INSTRUCTIONS FOR THE TASK:
Output each entry below as it stands, leaving out every picture.

-- -- --

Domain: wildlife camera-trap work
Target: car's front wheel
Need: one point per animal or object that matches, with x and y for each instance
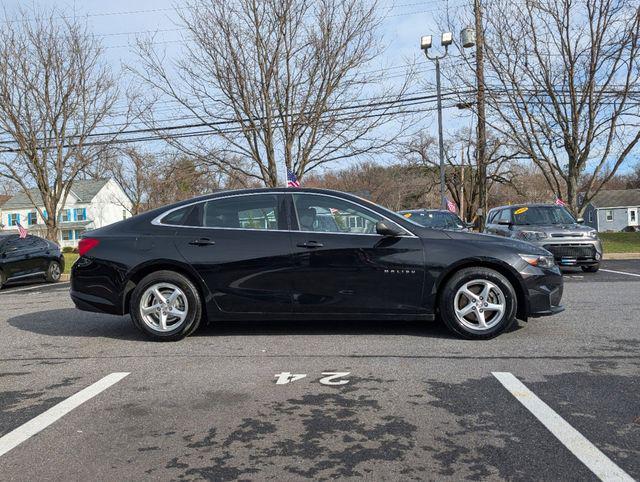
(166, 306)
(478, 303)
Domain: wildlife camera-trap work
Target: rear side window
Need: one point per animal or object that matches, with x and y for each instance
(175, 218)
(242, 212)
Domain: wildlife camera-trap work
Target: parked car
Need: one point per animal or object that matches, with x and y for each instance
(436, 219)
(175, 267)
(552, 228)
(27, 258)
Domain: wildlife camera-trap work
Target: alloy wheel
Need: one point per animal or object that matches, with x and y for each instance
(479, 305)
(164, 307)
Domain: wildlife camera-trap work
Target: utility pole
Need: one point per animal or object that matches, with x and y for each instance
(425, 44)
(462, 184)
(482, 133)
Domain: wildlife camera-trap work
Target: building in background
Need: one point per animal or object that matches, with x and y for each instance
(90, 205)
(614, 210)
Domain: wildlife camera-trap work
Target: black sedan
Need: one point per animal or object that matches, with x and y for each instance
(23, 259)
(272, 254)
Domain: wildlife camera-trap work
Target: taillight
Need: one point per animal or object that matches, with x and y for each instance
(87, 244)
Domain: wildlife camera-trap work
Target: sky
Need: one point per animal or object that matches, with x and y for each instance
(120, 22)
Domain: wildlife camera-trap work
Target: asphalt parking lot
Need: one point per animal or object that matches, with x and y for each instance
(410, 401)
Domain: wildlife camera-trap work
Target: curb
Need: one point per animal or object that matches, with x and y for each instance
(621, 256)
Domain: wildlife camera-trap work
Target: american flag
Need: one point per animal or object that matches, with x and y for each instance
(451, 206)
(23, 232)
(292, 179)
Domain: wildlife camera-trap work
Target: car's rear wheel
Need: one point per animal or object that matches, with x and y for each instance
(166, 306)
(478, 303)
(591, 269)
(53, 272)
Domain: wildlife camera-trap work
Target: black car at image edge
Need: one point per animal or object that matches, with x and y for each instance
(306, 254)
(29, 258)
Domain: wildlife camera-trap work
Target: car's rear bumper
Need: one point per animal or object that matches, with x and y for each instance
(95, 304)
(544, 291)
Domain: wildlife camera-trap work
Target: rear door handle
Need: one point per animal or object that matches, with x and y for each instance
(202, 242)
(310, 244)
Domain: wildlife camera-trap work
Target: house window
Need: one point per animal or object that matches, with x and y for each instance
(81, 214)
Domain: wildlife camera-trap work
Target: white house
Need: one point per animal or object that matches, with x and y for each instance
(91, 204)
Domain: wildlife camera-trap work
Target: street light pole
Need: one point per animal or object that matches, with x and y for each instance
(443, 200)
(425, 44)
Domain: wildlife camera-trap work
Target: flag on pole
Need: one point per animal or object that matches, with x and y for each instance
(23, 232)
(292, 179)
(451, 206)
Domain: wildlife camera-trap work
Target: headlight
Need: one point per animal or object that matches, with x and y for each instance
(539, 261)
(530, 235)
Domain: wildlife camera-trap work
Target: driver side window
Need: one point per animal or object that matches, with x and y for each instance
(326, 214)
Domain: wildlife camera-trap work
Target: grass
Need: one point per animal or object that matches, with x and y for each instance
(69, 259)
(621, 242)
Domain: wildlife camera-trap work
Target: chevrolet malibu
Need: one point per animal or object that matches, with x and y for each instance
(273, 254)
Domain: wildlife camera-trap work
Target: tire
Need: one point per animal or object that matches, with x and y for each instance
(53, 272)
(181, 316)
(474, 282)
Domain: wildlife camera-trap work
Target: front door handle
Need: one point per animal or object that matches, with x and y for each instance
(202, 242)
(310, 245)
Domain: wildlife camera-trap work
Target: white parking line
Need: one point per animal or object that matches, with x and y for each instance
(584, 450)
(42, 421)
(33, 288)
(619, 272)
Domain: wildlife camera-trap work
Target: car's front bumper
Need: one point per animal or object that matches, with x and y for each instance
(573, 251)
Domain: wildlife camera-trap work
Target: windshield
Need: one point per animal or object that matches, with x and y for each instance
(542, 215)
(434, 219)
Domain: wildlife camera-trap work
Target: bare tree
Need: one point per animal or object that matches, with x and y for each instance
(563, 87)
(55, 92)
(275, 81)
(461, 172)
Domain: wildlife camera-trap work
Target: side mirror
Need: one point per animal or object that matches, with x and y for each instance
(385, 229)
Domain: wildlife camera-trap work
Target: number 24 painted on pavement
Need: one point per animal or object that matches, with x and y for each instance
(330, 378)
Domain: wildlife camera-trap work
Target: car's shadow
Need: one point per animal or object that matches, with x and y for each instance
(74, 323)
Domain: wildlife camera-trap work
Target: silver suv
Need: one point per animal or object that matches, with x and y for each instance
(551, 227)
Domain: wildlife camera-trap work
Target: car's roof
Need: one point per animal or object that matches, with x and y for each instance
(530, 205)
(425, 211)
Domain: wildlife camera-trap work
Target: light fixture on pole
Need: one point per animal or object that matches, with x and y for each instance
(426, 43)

-- -- --

WRITTEN ANSWER:
Domain: wildlife camera-trap work
Target: car's front wheel
Need: one point per animal or object that matches, with x and y for each instance
(166, 306)
(478, 303)
Domain: wildlife camera-trap work
Target: rear side window
Need: one point per animal or object that matches, with x and y for each instance
(175, 218)
(242, 212)
Domain: wildlife camera-trap work
Target: parked car
Need: one point per animal or object that matches, with x and y for each instance
(436, 219)
(175, 267)
(552, 228)
(27, 258)
Domain: wildlife camera-trap work
Target: alloy wheel
Need: one point per animal or object that matches, with x and y for each instance
(479, 305)
(164, 307)
Domain: wildlife camera-trap work
Target: utility pole
Need: one point per animal or object that matches, with x and y for each instance
(425, 44)
(462, 184)
(482, 133)
Domain: wildlife camera-trap work
Target: building in background
Need: one point per animal or object that matches, with x and y for each instance
(90, 205)
(614, 210)
Domain: wildlife camera-trap work
Target: black sedan
Need: one point per animal or object that matches, with x and y for each instance
(23, 259)
(272, 254)
Domain: wildlife camera-trap work
Target: taillight
Need: one point per animal or object that matches, with x and y for each instance
(87, 244)
Domain: wildlife camera-trap work
Target: sky
Need: one point per animal or object that matches, with x and y for each instance
(120, 22)
Domain: wildlife camera-trap work
Target: asphalt parking lot
Need: one point per animal or object that matches, with x and y for each instance
(410, 401)
Domain: wildlife camera-trap work
Target: curb
Need: one point per animal or object that matches, with x and y for each instance
(621, 256)
Domain: wildlife camera-trap work
Target: american flag
Need: one point per animal or object that matches, with x and y for each instance
(451, 206)
(23, 232)
(292, 179)
Domain: wildlife camera-trap work
Target: car's rear wheel
Need: one point per animal or object that matches, with x and y for each instance
(166, 306)
(478, 303)
(591, 269)
(53, 272)
Domain: wildlife camera-trap work
Target: black car at image edge
Need: one point per animal or object that matches, with x and y for each instance
(306, 254)
(29, 258)
Domain: wildlife camera-trap work
Target: car's rear bumper
Need: one point per animal or object that matches, with x and y for each instance
(95, 304)
(544, 291)
Domain: wildlife camera-trap work
Target: rear door handle
Need: one point per animal or object that matches, with x and y for each instance
(202, 242)
(310, 244)
Domain: wildlife camera-trap work
Target: house window
Need: one point per animal or object that matches, with x and y for each instance
(81, 214)
Domain: wildlife camera-trap work
Target: white house
Need: one point per animal or object that matches, with x and y for each instance
(91, 204)
Domain: wildlife camera-trap work
Target: street light pole
Need: one point per animal or object that matches, with x and y for each instance
(443, 200)
(425, 44)
Domain: wildlife camera-trap work
Target: flag on pole
Need: one point per animal or object that matches, with x and y for each instance
(23, 232)
(292, 179)
(451, 206)
Domain: wildlife camera-trap work
Target: headlight
Need: one point per animal or object that matches, with x and y for each instance
(539, 261)
(530, 235)
Domain: wildlife camera-trap work
Target: driver side window
Need: one point per animal or object that matches, with x and y for each instance
(326, 214)
Domain: wildlife camera-trap work
Target: grass
Need: one point per animal or object that matches, with x and y for each instance
(69, 259)
(621, 242)
Domain: wildlife camera-trap work
Target: chevrolet malibu
Need: one point per animal or object that matches, with x and y for each instance
(273, 254)
Domain: wildlife camera-trap work
Target: tire
Need: one point per animal or object that matches, with x and y for each instance
(53, 272)
(181, 316)
(474, 282)
Domain: wildlife camera-trap work
Target: front door handle
Need: one point per animal or object that matches, with x and y for each instance
(202, 242)
(310, 245)
Domain: wildlife camera-trap work
Target: white parking line
Need: one point per animal or object that matches, with x and y for each instance
(584, 450)
(42, 421)
(33, 288)
(619, 272)
Domain: wildlife camera-trap work
Target: car's front bumper
Need: one point per animal or object that matches, with x and y for each instance
(573, 251)
Domain: wildlife camera-trap work
Target: windshield
Need: one point per animal or object that matches, with x and y for each instance
(542, 215)
(434, 219)
Domain: wildlife camera-trap work
Target: bare tree
Need: one point per animal or object that matches, with x and y for each instance
(563, 87)
(55, 92)
(275, 81)
(461, 172)
Domain: wildlife camera-trap work
Target: side mirror
Need: one point per animal or object that matches, with x and y for each instance
(385, 229)
Domain: wildlife camera-trap work
Target: number 24 painted on pavement
Need: one point per animal or object that matches, with x and y for each instance
(330, 378)
Domain: wildlife camera-trap work
Target: car's shadow
Need: one point per animal or object that matches, with x and y for each instance
(74, 323)
Domain: wildlife camera-trap work
Target: silver suv
Need: one point per animal or object that matches, with x and y for each instance
(551, 227)
Domain: wildlife camera-trap work
Target: car's roof
Need: one point per animal or object that matches, with x and y for each instance
(530, 205)
(425, 211)
Domain: wildlife camera-trap work
Target: light fixture on pole
Need: one point per animal or object that matches, with x and y for each instance
(426, 43)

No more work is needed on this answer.